* Exercise requirements:
Copy the data below word for word, from its very start through the line that contains "[[97, 584], [595, 243], [607, 533]]", and stop there.

* Entries:
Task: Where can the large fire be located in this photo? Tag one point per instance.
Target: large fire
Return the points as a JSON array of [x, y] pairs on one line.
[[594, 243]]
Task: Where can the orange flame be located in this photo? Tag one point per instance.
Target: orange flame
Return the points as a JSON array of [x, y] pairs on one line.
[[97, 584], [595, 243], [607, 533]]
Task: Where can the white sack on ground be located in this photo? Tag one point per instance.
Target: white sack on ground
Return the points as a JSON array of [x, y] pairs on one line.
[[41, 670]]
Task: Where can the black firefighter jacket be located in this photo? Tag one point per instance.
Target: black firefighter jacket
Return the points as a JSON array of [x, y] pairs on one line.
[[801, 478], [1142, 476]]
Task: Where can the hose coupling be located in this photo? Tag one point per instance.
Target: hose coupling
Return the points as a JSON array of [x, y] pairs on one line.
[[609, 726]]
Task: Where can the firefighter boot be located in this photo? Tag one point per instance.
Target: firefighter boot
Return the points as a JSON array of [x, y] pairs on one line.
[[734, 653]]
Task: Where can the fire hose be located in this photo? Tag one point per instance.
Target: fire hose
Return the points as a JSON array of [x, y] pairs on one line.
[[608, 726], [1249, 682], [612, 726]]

* Exercise answer:
Task: Where can the large fire be located in this photo? Tag one point per instance.
Target: large fire
Return the points as a JSON array of [x, y] pairs on one line.
[[594, 243]]
Task: Where can the orange flame be located in this photo? Tag one point per instance.
Target: orange flame
Return the points as a JSON array of [x, y] pairs on one line.
[[97, 584], [595, 243], [607, 533]]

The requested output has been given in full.